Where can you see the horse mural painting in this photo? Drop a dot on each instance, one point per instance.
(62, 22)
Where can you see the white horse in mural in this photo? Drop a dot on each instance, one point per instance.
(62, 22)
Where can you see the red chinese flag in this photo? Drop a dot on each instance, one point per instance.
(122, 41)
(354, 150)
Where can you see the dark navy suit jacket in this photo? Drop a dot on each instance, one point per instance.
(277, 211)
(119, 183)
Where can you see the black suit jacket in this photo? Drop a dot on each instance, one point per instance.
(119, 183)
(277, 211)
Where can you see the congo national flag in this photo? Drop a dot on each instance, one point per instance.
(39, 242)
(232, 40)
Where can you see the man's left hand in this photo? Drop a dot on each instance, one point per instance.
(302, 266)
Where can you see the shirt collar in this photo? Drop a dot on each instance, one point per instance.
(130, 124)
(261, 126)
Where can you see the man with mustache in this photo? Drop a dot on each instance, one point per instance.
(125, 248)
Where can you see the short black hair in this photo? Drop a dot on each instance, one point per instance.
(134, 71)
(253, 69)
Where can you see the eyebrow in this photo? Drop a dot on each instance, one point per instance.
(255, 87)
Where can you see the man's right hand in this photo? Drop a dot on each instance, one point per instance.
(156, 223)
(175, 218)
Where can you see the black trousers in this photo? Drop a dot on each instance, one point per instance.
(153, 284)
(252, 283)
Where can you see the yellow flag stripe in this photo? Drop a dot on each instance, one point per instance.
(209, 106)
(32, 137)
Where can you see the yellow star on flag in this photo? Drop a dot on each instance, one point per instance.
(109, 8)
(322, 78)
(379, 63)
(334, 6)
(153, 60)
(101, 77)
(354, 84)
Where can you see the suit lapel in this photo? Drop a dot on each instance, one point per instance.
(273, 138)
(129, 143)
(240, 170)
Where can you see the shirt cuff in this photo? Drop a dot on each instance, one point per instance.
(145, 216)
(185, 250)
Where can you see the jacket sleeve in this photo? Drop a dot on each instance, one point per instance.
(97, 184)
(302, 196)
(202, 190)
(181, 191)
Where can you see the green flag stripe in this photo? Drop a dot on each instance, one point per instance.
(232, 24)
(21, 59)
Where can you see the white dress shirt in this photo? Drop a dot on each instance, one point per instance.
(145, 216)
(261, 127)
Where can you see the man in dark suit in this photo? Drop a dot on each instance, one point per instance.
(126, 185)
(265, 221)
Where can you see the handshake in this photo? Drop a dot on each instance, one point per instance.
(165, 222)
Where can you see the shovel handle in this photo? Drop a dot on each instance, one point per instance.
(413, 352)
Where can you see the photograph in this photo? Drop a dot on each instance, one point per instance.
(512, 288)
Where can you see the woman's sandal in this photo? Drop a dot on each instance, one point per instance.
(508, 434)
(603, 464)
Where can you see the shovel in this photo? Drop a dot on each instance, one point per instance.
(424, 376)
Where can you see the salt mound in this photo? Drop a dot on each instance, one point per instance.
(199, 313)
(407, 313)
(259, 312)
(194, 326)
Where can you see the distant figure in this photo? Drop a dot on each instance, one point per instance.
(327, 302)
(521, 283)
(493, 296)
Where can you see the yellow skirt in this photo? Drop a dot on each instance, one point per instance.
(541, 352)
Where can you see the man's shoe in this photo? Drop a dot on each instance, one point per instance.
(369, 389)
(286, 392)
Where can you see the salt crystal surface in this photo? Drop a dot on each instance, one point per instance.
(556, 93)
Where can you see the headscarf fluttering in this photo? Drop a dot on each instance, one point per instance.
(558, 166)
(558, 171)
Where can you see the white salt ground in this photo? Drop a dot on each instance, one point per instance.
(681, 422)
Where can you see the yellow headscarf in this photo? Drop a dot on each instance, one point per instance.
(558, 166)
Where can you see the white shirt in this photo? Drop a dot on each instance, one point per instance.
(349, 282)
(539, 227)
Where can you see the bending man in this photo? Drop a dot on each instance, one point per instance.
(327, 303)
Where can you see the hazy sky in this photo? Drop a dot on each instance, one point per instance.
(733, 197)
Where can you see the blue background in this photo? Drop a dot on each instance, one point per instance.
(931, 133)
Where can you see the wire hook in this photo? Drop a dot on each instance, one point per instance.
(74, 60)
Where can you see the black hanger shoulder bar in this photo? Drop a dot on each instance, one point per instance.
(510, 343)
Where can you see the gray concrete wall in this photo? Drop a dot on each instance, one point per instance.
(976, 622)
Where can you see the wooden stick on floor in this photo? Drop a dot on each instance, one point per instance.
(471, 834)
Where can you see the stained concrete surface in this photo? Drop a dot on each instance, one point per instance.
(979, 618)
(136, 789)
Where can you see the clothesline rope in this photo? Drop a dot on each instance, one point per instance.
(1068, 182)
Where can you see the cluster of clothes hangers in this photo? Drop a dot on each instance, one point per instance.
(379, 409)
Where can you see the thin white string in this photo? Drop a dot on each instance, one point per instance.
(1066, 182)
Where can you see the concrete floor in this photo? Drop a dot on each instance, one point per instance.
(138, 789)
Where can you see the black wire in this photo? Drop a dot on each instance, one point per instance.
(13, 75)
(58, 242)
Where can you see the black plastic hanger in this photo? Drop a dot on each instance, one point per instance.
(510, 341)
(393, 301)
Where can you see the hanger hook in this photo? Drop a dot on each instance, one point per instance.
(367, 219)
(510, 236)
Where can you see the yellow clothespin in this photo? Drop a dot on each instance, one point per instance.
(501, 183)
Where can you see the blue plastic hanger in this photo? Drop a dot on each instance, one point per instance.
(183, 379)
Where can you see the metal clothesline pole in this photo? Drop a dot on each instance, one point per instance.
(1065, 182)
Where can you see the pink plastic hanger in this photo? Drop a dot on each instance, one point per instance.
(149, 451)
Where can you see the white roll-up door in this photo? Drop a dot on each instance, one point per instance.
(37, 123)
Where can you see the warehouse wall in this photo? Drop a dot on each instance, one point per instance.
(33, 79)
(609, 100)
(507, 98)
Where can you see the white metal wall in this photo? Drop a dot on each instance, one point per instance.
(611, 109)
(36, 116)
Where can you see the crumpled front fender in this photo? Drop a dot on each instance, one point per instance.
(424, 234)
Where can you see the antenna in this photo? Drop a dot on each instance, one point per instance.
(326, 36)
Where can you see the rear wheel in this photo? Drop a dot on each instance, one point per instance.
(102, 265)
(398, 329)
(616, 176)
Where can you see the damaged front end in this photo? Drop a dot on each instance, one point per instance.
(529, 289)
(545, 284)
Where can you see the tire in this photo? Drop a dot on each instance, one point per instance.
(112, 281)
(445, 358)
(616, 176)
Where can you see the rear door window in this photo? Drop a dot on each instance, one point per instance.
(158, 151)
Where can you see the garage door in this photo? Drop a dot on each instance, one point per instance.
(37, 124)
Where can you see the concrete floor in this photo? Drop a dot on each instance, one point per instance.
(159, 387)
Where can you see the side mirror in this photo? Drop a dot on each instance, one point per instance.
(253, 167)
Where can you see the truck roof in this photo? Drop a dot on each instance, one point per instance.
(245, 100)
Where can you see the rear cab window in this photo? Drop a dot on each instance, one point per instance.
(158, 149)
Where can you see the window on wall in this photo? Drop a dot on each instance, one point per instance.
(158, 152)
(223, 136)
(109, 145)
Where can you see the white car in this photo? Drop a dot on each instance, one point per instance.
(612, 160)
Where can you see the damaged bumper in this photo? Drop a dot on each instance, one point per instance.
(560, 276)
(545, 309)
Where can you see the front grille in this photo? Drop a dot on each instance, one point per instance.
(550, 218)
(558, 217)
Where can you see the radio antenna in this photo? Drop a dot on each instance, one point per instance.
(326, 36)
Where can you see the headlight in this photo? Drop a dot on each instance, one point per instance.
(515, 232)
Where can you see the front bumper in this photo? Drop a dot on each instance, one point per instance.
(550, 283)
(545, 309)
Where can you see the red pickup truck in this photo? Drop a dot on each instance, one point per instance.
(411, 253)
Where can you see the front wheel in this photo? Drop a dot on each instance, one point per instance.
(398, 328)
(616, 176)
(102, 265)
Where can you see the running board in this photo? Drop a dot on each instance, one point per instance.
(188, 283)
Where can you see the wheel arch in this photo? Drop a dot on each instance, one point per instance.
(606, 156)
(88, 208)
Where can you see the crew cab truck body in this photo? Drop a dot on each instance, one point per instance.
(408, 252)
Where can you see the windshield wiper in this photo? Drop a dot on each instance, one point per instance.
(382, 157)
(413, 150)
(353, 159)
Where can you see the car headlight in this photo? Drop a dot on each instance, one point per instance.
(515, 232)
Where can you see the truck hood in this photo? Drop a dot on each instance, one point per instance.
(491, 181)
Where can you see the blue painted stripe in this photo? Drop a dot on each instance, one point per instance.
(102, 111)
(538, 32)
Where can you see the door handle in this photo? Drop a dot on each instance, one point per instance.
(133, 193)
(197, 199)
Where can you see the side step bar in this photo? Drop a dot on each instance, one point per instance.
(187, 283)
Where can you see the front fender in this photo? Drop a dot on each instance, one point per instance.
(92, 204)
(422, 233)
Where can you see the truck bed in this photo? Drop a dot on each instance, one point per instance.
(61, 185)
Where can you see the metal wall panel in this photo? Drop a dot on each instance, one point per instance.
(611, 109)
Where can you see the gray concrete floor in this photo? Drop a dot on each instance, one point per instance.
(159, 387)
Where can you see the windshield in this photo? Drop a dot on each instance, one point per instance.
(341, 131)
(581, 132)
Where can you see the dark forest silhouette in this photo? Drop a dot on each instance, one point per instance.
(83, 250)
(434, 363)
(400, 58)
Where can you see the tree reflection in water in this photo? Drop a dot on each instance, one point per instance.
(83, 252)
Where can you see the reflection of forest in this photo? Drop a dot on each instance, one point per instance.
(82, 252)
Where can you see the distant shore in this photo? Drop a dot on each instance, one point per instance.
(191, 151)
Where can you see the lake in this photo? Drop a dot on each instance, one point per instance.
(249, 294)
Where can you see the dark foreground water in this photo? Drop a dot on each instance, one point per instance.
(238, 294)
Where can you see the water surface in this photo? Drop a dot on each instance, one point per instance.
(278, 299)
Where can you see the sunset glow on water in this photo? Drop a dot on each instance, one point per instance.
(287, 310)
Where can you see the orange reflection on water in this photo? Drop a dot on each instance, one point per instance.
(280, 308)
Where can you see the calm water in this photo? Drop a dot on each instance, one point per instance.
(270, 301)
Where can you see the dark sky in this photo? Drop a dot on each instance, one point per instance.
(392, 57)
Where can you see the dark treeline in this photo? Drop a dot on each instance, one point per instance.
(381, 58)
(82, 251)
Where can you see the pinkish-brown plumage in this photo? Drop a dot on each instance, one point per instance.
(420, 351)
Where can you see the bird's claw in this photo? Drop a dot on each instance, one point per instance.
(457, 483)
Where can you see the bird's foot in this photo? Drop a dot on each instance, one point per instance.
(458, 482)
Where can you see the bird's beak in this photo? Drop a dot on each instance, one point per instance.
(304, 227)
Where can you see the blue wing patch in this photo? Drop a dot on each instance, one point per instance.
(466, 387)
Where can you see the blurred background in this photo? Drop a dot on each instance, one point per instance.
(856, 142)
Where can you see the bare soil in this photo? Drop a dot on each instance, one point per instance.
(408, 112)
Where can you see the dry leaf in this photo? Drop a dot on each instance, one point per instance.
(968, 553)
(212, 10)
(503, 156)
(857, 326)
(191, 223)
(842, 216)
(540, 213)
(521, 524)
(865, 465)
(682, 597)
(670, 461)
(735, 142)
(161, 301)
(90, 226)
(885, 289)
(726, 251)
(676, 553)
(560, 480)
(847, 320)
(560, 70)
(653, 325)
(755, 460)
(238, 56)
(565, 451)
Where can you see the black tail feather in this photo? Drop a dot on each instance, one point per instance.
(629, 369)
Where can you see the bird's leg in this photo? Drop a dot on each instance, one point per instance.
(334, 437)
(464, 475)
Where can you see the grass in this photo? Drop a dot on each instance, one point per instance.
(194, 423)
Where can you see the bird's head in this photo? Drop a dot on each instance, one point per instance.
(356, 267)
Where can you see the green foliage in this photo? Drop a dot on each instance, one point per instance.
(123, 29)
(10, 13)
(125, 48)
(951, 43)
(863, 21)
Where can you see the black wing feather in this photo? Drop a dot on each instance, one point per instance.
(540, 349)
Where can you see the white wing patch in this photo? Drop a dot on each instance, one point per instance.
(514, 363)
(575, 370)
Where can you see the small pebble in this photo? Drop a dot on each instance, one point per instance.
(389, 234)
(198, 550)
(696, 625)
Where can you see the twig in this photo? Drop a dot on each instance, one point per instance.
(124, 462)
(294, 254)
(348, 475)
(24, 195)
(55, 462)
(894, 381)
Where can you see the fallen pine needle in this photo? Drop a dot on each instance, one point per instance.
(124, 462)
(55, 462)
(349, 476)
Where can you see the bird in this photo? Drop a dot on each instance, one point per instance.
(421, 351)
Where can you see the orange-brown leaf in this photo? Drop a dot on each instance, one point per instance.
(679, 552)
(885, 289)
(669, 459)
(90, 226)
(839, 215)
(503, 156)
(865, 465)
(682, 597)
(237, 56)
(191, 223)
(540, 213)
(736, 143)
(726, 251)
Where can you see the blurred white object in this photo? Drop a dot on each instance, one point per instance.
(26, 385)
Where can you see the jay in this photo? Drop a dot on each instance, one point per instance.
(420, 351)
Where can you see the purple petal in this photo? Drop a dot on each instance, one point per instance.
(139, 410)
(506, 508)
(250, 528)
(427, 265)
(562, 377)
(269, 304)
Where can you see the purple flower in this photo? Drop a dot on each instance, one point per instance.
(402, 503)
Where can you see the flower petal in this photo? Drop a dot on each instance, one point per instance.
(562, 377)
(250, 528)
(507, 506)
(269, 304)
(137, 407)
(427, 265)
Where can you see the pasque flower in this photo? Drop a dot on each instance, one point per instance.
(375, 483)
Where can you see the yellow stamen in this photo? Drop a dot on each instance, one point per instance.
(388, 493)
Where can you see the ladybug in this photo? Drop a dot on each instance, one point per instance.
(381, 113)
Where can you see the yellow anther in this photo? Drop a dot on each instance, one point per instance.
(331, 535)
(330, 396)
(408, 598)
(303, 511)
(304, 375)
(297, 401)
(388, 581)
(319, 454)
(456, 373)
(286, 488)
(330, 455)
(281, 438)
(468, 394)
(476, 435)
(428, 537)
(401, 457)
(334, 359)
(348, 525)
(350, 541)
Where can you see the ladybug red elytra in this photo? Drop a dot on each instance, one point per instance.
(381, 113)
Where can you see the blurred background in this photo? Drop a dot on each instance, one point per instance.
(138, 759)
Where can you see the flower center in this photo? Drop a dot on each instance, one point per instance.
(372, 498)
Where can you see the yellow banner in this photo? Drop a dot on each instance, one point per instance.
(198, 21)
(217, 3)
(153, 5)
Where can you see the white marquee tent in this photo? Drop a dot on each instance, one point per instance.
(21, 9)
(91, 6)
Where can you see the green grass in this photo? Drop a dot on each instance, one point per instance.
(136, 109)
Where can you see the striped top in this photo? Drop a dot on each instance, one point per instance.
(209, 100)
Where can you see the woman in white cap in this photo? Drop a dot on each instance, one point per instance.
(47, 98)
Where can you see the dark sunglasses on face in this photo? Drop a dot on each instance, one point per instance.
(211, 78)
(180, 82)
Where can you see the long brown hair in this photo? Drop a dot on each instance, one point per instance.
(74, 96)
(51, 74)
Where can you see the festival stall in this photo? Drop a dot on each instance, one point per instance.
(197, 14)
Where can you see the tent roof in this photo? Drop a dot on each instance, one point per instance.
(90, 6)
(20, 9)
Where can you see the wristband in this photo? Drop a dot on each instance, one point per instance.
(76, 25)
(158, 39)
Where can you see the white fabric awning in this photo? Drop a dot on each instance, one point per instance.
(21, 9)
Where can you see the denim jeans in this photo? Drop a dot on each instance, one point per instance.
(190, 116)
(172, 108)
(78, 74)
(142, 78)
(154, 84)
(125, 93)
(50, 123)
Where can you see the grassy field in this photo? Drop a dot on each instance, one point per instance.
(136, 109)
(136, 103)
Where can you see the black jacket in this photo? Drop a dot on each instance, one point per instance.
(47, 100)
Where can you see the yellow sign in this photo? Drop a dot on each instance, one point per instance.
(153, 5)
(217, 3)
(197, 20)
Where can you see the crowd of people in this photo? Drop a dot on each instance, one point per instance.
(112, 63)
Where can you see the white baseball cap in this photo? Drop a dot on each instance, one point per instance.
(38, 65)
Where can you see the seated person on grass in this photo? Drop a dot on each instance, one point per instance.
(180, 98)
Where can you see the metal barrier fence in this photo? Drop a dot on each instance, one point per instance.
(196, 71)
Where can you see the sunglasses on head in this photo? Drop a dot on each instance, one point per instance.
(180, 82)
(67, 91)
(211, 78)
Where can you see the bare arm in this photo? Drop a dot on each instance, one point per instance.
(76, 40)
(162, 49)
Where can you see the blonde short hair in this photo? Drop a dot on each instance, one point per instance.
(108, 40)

**EXERCISE TASK:** Write out the lines above, starting at the line that contains "Where can you see the grassy" and ending with the final line, and nothing else; copy them exactly.

**OUTPUT BELOW:**
Where can you see the grassy field in this photo? Drop a dot on each instance, one point per instance.
(136, 109)
(136, 103)
Where can you see the black jacket in this photo? Drop a dot on each instance, one point per instance.
(47, 100)
Where can you see the yellow sign in this photo? Drop a dot on each instance, one point per instance.
(153, 5)
(217, 3)
(197, 20)
Where can you see the crowd of people in this photo? Drop a dot on each instance, one point per instance.
(112, 63)
Where can you see the white baseball cap in this photo? Drop a dot on each instance, one point per instance.
(38, 65)
Where can you see the seated person on grass in this photo? Drop a dot on each instance, one point per instance.
(180, 98)
Where can you see the metal barrier fence in this photo? Drop a dot on each instance, one point per instance.
(196, 71)
Where can you see the sunglasses on head in this photo? Drop a dot on each instance, one point per instance.
(180, 82)
(67, 91)
(211, 78)
Where can you see the bare arm in this photo? Drop a dot on each instance, one point per instance.
(76, 40)
(162, 49)
Where can you see the blonde short hair in this photo? Drop a dot on each instance, one point per instance.
(108, 40)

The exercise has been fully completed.